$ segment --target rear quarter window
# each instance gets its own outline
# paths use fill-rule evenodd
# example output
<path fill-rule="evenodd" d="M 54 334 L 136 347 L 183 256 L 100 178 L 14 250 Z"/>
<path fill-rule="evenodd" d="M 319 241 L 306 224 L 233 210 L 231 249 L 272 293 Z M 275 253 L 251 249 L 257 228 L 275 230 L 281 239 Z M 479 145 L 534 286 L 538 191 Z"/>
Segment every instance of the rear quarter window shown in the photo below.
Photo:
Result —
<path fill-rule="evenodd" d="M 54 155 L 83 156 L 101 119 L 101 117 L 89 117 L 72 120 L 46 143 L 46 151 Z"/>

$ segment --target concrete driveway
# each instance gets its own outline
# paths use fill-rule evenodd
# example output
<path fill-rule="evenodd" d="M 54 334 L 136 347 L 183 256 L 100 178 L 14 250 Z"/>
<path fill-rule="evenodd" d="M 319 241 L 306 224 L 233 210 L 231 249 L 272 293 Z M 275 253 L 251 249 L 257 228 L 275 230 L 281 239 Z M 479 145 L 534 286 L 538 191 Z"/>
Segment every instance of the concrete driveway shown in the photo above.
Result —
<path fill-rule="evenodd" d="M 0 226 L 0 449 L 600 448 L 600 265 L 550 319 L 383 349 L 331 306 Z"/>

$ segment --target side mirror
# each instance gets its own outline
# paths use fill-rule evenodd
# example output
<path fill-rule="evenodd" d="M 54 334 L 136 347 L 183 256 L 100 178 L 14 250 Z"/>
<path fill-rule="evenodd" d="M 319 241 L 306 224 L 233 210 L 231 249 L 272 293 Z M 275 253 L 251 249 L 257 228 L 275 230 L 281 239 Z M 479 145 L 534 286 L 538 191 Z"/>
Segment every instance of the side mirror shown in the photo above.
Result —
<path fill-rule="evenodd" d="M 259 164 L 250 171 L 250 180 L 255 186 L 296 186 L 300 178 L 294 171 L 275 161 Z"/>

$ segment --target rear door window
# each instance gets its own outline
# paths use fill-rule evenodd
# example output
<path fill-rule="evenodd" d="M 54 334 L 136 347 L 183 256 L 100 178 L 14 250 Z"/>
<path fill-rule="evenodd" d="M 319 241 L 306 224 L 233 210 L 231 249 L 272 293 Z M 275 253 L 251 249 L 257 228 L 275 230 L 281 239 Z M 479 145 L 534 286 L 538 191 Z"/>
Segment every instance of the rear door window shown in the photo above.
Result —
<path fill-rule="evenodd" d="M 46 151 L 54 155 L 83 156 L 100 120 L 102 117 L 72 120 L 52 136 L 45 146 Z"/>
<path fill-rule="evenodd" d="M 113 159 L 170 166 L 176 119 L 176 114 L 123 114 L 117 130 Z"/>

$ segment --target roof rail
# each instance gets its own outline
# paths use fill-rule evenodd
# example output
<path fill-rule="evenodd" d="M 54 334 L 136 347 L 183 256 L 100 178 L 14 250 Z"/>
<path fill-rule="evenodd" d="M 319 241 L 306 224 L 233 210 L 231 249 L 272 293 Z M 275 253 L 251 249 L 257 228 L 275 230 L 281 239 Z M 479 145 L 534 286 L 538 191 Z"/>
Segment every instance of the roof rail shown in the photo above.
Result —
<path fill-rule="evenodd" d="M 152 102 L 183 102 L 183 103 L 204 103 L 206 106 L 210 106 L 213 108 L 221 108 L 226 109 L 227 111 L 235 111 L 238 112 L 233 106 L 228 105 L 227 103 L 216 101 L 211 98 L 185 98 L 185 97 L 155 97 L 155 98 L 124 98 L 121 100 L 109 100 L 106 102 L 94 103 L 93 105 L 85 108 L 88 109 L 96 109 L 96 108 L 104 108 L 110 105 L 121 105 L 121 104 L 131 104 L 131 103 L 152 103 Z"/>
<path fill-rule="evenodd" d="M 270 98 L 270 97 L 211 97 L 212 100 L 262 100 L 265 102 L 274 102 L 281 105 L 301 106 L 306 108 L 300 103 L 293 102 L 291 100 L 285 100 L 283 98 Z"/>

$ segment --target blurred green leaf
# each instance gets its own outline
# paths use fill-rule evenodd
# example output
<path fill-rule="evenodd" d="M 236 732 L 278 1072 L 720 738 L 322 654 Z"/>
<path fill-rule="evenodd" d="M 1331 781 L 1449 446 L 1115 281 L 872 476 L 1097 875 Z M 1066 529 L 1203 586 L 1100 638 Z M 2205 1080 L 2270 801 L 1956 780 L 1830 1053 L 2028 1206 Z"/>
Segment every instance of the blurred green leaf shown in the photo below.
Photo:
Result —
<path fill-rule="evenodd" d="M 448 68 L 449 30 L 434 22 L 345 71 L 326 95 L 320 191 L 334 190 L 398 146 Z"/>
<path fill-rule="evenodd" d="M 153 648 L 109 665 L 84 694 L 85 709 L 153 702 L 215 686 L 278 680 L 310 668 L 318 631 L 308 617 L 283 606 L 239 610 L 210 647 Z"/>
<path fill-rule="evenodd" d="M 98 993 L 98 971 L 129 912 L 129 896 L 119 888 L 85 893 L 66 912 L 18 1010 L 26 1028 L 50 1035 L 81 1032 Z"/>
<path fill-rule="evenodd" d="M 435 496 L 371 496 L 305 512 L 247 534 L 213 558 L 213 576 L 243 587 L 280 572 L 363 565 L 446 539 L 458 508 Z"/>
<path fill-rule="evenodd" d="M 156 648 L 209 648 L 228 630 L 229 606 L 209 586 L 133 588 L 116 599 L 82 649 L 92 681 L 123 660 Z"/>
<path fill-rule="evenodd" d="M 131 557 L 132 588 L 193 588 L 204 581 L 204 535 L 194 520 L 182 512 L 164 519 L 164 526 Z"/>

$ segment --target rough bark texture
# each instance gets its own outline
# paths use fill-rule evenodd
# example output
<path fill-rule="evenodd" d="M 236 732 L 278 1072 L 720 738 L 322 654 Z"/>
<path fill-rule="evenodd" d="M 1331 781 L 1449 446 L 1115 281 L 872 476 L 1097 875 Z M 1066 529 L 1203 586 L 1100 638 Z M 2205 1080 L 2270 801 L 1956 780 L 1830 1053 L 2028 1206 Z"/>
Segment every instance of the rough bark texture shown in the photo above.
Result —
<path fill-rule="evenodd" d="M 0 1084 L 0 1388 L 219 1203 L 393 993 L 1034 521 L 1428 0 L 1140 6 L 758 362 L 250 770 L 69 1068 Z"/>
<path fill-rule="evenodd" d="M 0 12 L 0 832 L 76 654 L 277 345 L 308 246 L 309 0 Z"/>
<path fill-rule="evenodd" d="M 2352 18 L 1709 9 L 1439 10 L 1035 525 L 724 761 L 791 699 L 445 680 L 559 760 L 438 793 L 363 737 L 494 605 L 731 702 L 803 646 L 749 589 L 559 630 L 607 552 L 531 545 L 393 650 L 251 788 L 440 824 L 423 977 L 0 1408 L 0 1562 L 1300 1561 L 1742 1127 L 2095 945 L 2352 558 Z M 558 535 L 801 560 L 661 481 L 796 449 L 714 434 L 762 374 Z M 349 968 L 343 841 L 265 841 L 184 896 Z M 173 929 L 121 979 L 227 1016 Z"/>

○ ○ ○ ○

■ TASK DIRECTIONS ■
Print the entries exactly. Include every one.

■ TASK OUTPUT ■
$ segment --target rear quarter window
# each instance gets its own outline
# paths use fill-rule evenodd
# example output
<path fill-rule="evenodd" d="M 54 334 L 136 347 L 183 256 L 100 178 L 14 250 Z"/>
<path fill-rule="evenodd" d="M 319 241 L 306 224 L 233 210 L 231 249 L 272 293 Z M 275 253 L 251 249 L 257 228 L 275 230 L 281 239 Z M 479 145 L 534 286 L 538 191 Z"/>
Segment every instance of the rear quarter window shown in the photo below.
Photo:
Result —
<path fill-rule="evenodd" d="M 54 155 L 83 156 L 101 119 L 101 117 L 89 117 L 72 120 L 46 143 L 46 151 Z"/>

$ segment --target concrete driveway
# each instance gets its own outline
# paths use fill-rule evenodd
# example output
<path fill-rule="evenodd" d="M 54 334 L 136 347 L 183 256 L 100 178 L 14 250 Z"/>
<path fill-rule="evenodd" d="M 319 241 L 306 224 L 233 210 L 231 249 L 272 293 Z M 275 253 L 251 249 L 257 228 L 275 230 L 281 239 Z M 479 145 L 534 286 L 538 191 Z"/>
Segment every instance of the concrete driveway shown in the photo above.
Result —
<path fill-rule="evenodd" d="M 0 226 L 0 449 L 600 448 L 600 265 L 550 319 L 383 349 L 331 306 Z"/>

$ segment --target side mirror
# each instance gets its own outline
# paths use fill-rule evenodd
# example output
<path fill-rule="evenodd" d="M 54 334 L 136 347 L 183 256 L 100 178 L 14 250 Z"/>
<path fill-rule="evenodd" d="M 319 241 L 306 224 L 233 210 L 231 249 L 272 293 Z M 275 253 L 251 249 L 257 228 L 275 230 L 281 239 Z M 479 145 L 534 286 L 538 191 Z"/>
Segment every instance of the side mirror shown in the photo above.
Result —
<path fill-rule="evenodd" d="M 259 164 L 250 171 L 250 180 L 255 186 L 296 186 L 300 178 L 294 171 L 275 161 Z"/>

$ segment --target rear door window
# each instance gets its own outline
# paths use fill-rule evenodd
# example output
<path fill-rule="evenodd" d="M 54 334 L 136 347 L 183 256 L 100 178 L 14 250 Z"/>
<path fill-rule="evenodd" d="M 319 241 L 306 224 L 233 210 L 231 249 L 272 293 Z M 275 253 L 251 249 L 257 228 L 275 230 L 281 239 Z M 479 145 L 534 286 L 538 191 Z"/>
Segment every instance of the rear door window shown in the photo above.
Result —
<path fill-rule="evenodd" d="M 46 151 L 54 155 L 83 156 L 100 120 L 102 117 L 72 120 L 52 136 L 45 146 Z"/>
<path fill-rule="evenodd" d="M 113 159 L 170 166 L 176 119 L 176 114 L 123 114 L 117 130 Z"/>

$ segment --target roof rail
# each instance gets its own outline
# paths use fill-rule evenodd
# example output
<path fill-rule="evenodd" d="M 54 334 L 136 347 L 183 256 L 100 178 L 14 250 Z"/>
<path fill-rule="evenodd" d="M 319 241 L 306 224 L 233 210 L 231 249 L 272 293 Z M 275 253 L 251 249 L 257 228 L 275 230 L 281 239 Z M 479 145 L 534 286 L 538 191 Z"/>
Segment every instance of the roof rail shown in the photo above.
Result —
<path fill-rule="evenodd" d="M 152 102 L 183 102 L 183 103 L 204 103 L 206 106 L 210 106 L 213 108 L 221 108 L 226 109 L 227 111 L 235 111 L 238 112 L 233 106 L 228 105 L 227 103 L 216 101 L 211 98 L 185 98 L 185 97 L 155 97 L 155 98 L 124 98 L 121 100 L 109 100 L 106 102 L 94 103 L 93 105 L 85 108 L 88 109 L 96 109 L 96 108 L 104 108 L 110 105 L 121 105 L 121 104 L 131 104 L 131 103 L 152 103 Z"/>
<path fill-rule="evenodd" d="M 270 98 L 270 97 L 211 97 L 212 100 L 262 100 L 265 102 L 274 102 L 281 105 L 301 106 L 306 108 L 300 103 L 293 102 L 291 100 L 285 100 L 283 98 Z"/>

$ segment --target blurred green leaf
# each instance gets its own outline
# paths use fill-rule evenodd
# example output
<path fill-rule="evenodd" d="M 236 732 L 278 1072 L 720 738 L 322 654 Z"/>
<path fill-rule="evenodd" d="M 1331 781 L 1449 446 L 1115 281 L 872 476 L 1097 875 Z M 1066 529 L 1203 586 L 1100 638 Z M 2205 1080 L 2270 801 L 1956 780 L 1830 1053 L 2028 1206 Z"/>
Segment every instance of the blurred green leaf shown in the photo below.
Photo:
Result —
<path fill-rule="evenodd" d="M 448 68 L 449 30 L 434 22 L 345 71 L 326 95 L 320 191 L 334 190 L 398 146 Z"/>
<path fill-rule="evenodd" d="M 153 648 L 109 665 L 84 694 L 85 709 L 153 702 L 215 686 L 278 680 L 310 668 L 318 631 L 308 617 L 283 606 L 239 610 L 210 647 Z"/>
<path fill-rule="evenodd" d="M 98 993 L 98 971 L 129 912 L 129 896 L 119 888 L 85 893 L 66 912 L 18 1010 L 26 1028 L 50 1035 L 81 1032 Z"/>
<path fill-rule="evenodd" d="M 435 496 L 371 496 L 305 512 L 247 534 L 213 558 L 213 576 L 243 587 L 280 572 L 363 565 L 446 539 L 458 508 Z"/>
<path fill-rule="evenodd" d="M 156 648 L 209 648 L 228 630 L 229 606 L 209 586 L 133 588 L 116 599 L 82 649 L 92 681 L 123 660 Z"/>
<path fill-rule="evenodd" d="M 131 557 L 132 588 L 193 588 L 204 581 L 204 535 L 194 520 L 182 512 L 164 519 L 164 526 Z"/>

$ segment --target rough bark texture
# each instance gets its own outline
# paths use fill-rule evenodd
# example output
<path fill-rule="evenodd" d="M 236 732 L 278 1072 L 720 738 L 322 654 Z"/>
<path fill-rule="evenodd" d="M 1331 781 L 1449 446 L 1115 281 L 872 476 L 1097 875 Z M 1066 529 L 1203 586 L 1100 638 Z M 2205 1080 L 2270 801 L 1956 780 L 1830 1053 L 2028 1206 Z"/>
Segment every instance of the rough bark texture shown in the photo above.
Result —
<path fill-rule="evenodd" d="M 0 1084 L 0 1388 L 219 1203 L 393 993 L 1034 521 L 1428 0 L 1140 6 L 758 362 L 250 770 L 69 1068 Z"/>
<path fill-rule="evenodd" d="M 0 12 L 0 832 L 76 654 L 277 345 L 308 246 L 309 0 Z"/>
<path fill-rule="evenodd" d="M 2352 18 L 1709 9 L 1439 10 L 1035 525 L 724 761 L 791 699 L 445 680 L 559 760 L 438 793 L 363 737 L 494 605 L 731 702 L 803 646 L 749 589 L 559 630 L 607 552 L 531 545 L 393 650 L 251 788 L 440 824 L 423 977 L 0 1408 L 0 1562 L 1300 1561 L 1742 1127 L 2095 945 L 2352 558 Z M 558 535 L 801 560 L 661 481 L 796 449 L 714 434 L 762 374 Z M 349 968 L 343 841 L 265 841 L 184 896 Z M 173 929 L 121 979 L 227 1016 Z"/>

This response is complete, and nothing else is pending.